[Excerpt provided]
I just got an email from Fuddruckers that they have elk burgers now--I don't think I am quite adventurous enough to try them. I am originally from California, thus my addiction to In N Out. Now that I am leaving Texas, they are building a distribution center in Dallas and will have at least 2 stores there in the next year. (Their meat is fresh, never frozen, and they cut the potatoes for french fries at the store!)

I have 11 days left here--I have a bucket list of restaurants/fast food joints to go to one last time....

Cheers!


----------



## Beatle

txlstewart said:


> I just got an email from Fuddruckers that they have elk burgers now--I don't think I am quite adventurous enough to try them. I am originally from California, thus my addiction to In N Out. Now that I am leaving Texas, they are building a distribution center in Dallas and will have at least 2 stores there in the next year. (Their meat is fresh, never frozen, and they cut the potatoes for french fries at the store!)
> 
> I have 11 days left here--I have a bucket list of restaurants/fast food joints to go to one last time....
> 
> Cheers!


There are quite a few American chain restaurants in Cairo although I don't know how they compare with the same restaurants in the States. I ate at Chiles for the first time in Cairo. I also tragically became addicted to Cinnabon from staying in Cairo.....


----------



## MaidenScotland

Beatle said:


> There are quite a few American chain restaurants in Cairo although I don't know how they compare with the same restaurants in the States. I ate at Chiles for the first time in Cairo. I also tragically became addicted to Cinnabon from staying in Cairo.....




Ahhh Cinnabon... my poor hips.


----------



## Beatle

MaidenScotland said:


> Ahhh Cinnabon... my poor hips.


I use to go to the one on Arab League St so I probably sweated off the calories trying to cross the road to get to and from it....


----------



## MaidenScotland

You have cheered me up as I too use that one and I walk to and from it and yes the sprint across the roads must use up at least 50 calories from the 800 plus I have just eaten lol x


----------



## Sam

applepieg said:


> o don't eat foul and falafel;leave it for the poor!!!!


I just read this back and had to ask.... surely by buying the foul and taamaya we are contributing to their business and therefore helping those guys selling it. Or are you saying that Egypt is in short supply and us "foreigners" are greedy and eating all the food designated to those less fortunate than ourselves.

[Entries]
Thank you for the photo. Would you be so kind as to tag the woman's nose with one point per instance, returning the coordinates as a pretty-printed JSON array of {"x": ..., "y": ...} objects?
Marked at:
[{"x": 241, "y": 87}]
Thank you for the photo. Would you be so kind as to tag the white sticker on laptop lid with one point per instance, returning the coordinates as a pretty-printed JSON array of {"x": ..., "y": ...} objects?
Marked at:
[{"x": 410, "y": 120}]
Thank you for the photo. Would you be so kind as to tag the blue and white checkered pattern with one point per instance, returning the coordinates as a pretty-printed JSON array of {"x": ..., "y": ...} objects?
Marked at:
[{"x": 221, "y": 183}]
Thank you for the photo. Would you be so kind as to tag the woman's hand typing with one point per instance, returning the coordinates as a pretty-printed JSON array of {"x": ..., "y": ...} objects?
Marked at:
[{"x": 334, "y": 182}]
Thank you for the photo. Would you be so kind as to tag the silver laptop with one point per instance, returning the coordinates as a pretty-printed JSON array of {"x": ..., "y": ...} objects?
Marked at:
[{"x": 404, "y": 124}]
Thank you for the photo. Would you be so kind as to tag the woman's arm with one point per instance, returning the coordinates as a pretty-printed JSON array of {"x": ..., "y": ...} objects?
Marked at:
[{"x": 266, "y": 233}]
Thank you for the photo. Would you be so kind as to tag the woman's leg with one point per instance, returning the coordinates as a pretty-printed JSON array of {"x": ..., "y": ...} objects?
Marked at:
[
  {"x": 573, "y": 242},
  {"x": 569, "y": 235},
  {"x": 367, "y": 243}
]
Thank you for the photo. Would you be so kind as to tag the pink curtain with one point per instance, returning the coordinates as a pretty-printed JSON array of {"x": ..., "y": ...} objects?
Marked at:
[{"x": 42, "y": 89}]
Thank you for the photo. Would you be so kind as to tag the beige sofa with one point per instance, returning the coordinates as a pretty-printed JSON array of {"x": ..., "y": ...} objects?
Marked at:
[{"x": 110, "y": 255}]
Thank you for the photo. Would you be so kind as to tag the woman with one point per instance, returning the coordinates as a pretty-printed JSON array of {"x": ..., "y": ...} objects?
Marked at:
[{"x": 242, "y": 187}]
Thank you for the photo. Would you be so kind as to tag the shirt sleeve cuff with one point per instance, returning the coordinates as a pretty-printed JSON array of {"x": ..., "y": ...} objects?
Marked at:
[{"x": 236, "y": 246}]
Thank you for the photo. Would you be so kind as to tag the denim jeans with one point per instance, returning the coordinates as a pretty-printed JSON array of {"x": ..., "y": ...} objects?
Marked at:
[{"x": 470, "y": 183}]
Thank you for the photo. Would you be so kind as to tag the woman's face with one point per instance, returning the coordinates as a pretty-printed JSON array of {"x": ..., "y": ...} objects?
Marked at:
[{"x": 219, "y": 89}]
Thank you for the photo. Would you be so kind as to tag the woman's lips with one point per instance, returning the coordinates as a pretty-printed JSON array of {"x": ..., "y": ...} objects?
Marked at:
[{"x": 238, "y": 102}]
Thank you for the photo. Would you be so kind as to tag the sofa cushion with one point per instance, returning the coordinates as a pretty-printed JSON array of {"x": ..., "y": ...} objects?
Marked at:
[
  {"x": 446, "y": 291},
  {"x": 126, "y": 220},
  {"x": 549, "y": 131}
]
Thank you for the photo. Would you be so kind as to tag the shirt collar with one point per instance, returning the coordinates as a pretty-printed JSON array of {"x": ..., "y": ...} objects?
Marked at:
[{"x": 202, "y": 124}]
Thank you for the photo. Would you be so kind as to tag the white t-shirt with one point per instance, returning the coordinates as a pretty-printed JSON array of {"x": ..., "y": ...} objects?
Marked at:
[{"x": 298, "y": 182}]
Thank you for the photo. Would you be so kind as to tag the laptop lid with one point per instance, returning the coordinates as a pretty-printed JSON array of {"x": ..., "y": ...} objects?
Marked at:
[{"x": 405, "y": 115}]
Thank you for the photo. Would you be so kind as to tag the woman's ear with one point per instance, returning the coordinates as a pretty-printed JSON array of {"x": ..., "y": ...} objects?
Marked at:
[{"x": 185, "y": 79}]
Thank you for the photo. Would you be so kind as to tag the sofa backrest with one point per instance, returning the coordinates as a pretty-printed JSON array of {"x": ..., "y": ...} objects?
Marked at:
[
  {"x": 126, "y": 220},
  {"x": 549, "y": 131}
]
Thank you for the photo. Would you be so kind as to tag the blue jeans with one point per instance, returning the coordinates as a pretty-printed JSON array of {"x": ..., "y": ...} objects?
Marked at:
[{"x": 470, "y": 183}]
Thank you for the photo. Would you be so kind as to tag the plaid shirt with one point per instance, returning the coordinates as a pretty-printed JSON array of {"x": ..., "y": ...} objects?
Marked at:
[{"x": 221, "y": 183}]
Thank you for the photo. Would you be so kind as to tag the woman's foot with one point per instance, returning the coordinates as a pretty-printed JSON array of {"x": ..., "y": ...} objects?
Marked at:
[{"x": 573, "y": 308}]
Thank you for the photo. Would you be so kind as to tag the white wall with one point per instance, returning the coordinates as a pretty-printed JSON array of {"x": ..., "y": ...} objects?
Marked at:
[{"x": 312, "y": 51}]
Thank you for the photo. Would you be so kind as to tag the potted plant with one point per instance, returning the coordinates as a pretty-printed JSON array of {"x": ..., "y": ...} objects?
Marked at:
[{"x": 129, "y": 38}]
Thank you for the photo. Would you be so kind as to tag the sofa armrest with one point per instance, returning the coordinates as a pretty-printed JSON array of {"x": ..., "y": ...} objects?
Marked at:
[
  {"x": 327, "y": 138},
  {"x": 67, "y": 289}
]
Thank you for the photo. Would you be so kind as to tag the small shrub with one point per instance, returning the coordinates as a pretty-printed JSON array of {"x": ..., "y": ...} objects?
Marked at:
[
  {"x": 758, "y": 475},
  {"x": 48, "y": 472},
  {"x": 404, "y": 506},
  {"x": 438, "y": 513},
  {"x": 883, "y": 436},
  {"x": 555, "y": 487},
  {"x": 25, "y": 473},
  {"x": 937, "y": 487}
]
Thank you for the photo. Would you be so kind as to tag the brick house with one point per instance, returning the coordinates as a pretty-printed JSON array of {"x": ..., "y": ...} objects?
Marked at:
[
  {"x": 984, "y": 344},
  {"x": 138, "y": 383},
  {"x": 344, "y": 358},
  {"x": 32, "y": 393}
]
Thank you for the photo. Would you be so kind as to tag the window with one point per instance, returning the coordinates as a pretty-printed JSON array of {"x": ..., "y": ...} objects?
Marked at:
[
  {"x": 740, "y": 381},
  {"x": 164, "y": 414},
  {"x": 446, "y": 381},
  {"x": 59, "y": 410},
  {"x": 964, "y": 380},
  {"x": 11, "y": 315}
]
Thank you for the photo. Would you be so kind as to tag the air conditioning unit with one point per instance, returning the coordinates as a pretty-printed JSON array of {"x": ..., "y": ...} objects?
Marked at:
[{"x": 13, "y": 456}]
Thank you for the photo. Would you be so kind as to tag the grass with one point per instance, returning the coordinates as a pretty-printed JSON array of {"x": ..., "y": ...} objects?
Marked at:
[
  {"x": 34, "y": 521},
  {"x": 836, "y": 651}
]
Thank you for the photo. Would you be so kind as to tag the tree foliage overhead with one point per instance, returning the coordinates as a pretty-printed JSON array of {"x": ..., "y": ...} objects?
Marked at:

[Exercise instructions] Extend the forum thread about chain restaurants and street food in Cairo, picking up after its final post.

[Output of the exercise]
:confused2:


----------



## NZCowboy

Sam said:


> I just read this back and had to ask.... surely by buying the foul and taamaya we are contributing to their business and therefore helping those guys selling it. Or are you saying that Egypt is in short supply and us "foreigners" are greedy and eating all the food designated to those less fortunate than ourselves.
> 
> :confused2:


Whats left ... chicken - bird flu still lurking, fish - mercury etc from polluted waters, pasta, piza - possible wheat shortage due to the re appearance of stem rust(wheat had been breed to be resistant 50 years ago, no longer resistant.)

Reminds me of a old Bobby Bare song ... Food Blues

I was waitin' in Rosie's Restaurant
When the waiter came up and said what do you want
I looked at the menu and it looked so nice
Till he said lemme give you some advice.

He said spaghetti and potatoes got too much starch
Pork chops and sausage are bad for your heart
There's hormones in chicken and beef and veal
Bowl of ravioli is a dead man's meal.

Bread got preservatives there's nitrites in ham
Artificial coloring in jellies and jam
Stay away from donuts run away from pie
Pepperoni pizza is a sure way to die.

Sugar rots your teeth and makes you put on weight
But artificial sweetener's got cyclamates
Eggs got cholesterol, there's fat in cheese
Coffee ruins your kidneys and so does tea.

Fish got mercury, red meat is poison
Salt's gonna send your blood pressure risin'
Hot dogs and bologna got deadly red dyes
Vegetables and fruits are sprayed with pesticides.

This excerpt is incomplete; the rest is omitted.